Michael Robert Prior (born November 14, 1963) is a former American football safety who played for the Tampa Bay Buccaneers, Indianapolis Colts and Green Bay Packers in the National Football League (NFL). He played college football at Illinois State.

He currently serves as the Youth Football Commissioner for the Indianapolis Colts.

Early years
Prior attended Marian Catholic High School in Chicago Heights, Illinois where he played football, baseball, and wrestling. Prior played both football and baseball at Illinois State, setting the school record for batting average at .388. He also set the school record in punt return yardage and had his No. 15 jersey retired by the football team. Immediately following his college career, Prior was drafted by the Los Angeles Dodgers in the fourth round of the 1985 Major League Baseball Draft and the Tampa Bay Buccaneers in the seventh round of the 1985 NFL Draft. He was also drafted by the Baltimore Orioles in the 18th round of the 1984 draft and by the Houston Astros in the fourth round of the 1986 secondary draft. Prior chose football because it would be easier to raise a family and involve less traveling than working through baseball's minor leagues.

Professional career

Tampa Bay Buccaneers
Prior played his rookie season with the Tampa Bay Buccaneers in 1985. He almost made the starting lineup at safety, but the late add of David Greenwood relegated Prior to mainly special teams action as a member of the Bucs. A fractured wrist sustained in a preseason game against the Washington Redskins landed him on injured reserve; he was waived from that list in October.

* Requirement A: Decide whether each statement agrees with the biography, answering yes or no and quoting the words that settle it: (i) Prior was picked by the Los Angeles Dodgers in the fourth round of the 1985 Major League Baseball Draft; (ii) Illinois State's football team retired Prior's No. 22 jersey; (iii) Prior fractured his wrist during a regular-season game.
* Requirement B: Print the biography word for word from "Michael Robert Prior" to "the Indianapolis Colts.".
These items come from a separate source.

(Records from a point annotation dataset)
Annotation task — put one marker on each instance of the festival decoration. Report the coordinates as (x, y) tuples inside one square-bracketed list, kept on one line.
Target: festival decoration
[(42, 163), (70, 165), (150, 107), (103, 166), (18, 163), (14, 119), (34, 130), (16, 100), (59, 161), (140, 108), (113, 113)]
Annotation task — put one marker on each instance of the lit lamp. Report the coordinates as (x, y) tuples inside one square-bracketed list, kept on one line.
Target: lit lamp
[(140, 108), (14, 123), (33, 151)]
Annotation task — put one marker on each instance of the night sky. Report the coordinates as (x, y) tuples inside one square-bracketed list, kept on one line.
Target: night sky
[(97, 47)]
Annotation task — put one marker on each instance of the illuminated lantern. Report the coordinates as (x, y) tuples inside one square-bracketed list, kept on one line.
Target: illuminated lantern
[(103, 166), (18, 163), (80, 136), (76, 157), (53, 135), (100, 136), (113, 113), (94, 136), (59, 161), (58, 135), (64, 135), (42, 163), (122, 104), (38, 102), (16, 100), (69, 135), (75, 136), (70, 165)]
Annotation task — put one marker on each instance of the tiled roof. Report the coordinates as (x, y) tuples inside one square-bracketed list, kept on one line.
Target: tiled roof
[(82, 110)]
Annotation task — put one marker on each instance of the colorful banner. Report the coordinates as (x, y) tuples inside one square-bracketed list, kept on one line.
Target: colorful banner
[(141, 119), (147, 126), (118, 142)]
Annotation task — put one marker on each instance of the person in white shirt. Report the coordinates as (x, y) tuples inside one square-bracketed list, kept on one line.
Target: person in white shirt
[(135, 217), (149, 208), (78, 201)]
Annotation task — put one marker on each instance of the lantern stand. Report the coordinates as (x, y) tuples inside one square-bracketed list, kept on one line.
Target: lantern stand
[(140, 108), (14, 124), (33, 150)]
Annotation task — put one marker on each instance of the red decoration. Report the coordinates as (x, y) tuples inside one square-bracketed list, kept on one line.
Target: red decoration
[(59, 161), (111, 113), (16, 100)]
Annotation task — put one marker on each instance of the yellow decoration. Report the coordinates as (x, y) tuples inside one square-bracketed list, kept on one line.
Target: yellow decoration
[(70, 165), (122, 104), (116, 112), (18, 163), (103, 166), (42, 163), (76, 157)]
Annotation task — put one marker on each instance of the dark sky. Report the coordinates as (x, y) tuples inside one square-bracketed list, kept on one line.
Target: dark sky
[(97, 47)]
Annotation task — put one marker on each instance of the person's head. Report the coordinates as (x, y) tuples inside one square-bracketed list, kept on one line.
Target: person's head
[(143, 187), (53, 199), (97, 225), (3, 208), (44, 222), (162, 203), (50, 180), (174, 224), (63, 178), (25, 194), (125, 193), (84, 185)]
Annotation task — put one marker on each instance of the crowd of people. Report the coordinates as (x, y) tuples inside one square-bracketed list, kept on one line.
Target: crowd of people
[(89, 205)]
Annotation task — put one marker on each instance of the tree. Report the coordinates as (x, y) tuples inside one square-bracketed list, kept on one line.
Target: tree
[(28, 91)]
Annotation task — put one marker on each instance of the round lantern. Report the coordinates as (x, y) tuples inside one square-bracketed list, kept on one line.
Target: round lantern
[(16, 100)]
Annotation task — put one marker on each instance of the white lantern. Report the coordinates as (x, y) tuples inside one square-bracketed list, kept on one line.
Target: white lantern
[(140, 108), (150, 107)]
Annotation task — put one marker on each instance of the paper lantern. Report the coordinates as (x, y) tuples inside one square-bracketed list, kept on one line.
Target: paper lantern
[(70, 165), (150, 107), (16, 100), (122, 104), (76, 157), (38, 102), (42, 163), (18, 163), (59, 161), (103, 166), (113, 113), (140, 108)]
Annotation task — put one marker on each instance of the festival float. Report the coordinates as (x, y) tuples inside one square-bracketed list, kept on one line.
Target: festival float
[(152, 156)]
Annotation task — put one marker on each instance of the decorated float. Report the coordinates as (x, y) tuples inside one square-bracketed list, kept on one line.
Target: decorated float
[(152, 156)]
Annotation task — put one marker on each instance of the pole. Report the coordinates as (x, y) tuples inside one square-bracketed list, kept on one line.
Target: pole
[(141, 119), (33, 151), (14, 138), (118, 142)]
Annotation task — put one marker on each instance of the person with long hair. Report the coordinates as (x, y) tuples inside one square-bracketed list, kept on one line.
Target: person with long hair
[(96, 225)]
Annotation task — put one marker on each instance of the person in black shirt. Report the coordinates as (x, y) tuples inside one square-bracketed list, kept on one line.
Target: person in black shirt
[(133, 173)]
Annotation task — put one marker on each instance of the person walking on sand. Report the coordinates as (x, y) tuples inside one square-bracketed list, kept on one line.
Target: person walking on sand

* Complete output A:
(i) Yes: "drafted by the Los Angeles Dodgers in the fourth round of the 1985 Major League Baseball Draft"
(ii) No: "had his No. 15 jersey retired by the football team"
(iii) No: "A fractured wrist sustained in a preseason game against the Washington Redskins"

* Complete output B:
Michael Robert Prior (born November 14, 1963) is a former American football safety who played for the Tampa Bay Buccaneers, Indianapolis Colts and Green Bay Packers in the National Football League (NFL). He played college football at Illinois State.

He currently serves as the Youth Football Commissioner for the Indianapolis Colts.